Coordinate labeling data:
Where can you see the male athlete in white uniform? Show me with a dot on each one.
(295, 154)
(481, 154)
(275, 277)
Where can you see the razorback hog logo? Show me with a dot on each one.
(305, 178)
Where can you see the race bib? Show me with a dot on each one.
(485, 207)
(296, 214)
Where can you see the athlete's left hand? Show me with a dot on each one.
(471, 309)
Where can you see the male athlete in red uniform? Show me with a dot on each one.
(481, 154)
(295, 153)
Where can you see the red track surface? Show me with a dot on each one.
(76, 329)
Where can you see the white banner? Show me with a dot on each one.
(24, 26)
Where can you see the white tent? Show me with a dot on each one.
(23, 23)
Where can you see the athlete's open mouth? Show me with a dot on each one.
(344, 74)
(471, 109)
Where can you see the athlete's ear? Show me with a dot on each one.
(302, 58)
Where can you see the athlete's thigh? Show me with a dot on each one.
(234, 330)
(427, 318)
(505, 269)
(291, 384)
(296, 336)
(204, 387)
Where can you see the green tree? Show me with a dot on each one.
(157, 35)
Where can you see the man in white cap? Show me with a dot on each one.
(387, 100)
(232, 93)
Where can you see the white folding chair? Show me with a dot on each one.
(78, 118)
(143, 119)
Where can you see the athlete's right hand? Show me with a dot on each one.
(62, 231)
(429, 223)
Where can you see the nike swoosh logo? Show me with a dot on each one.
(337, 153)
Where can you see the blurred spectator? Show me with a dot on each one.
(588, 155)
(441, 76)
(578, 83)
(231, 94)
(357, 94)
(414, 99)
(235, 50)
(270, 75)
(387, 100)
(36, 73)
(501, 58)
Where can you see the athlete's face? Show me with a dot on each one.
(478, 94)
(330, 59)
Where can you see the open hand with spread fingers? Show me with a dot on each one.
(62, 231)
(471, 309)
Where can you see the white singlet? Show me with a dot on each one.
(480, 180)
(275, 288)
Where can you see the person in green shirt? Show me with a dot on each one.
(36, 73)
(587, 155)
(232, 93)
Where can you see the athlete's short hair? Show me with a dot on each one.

• _Exercise prompt_
Starting at the line that contains "Where can you see the athlete's right" and continuing to the end of the material, rewrite those lines with "blurred spectator" changed to "distant spectator" and nothing else altered.

• _Task response_
Where can you see the athlete's right hand? Show me with a dot on each one.
(62, 231)
(429, 223)
Where can you see the nike swoosh logo? Show me with a dot on each one.
(337, 153)
Where can you see the distant spectator? Show me with a dot on each one.
(588, 155)
(441, 76)
(578, 83)
(231, 94)
(357, 94)
(414, 99)
(235, 50)
(270, 75)
(387, 100)
(36, 73)
(501, 58)
Where can you see the athlete's face? Show me with a dot on each one.
(478, 94)
(330, 59)
Where can you see the open hand with spread fingers? Show me with a dot on each one.
(62, 231)
(471, 309)
Where can you see the white singlet? Show me with a dot on each one.
(480, 180)
(275, 288)
Where can you see the person in green shirt? Show me with a dot on each one.
(36, 73)
(587, 155)
(232, 93)
Where can you see the athlete's short hair? Show me with a dot on each one.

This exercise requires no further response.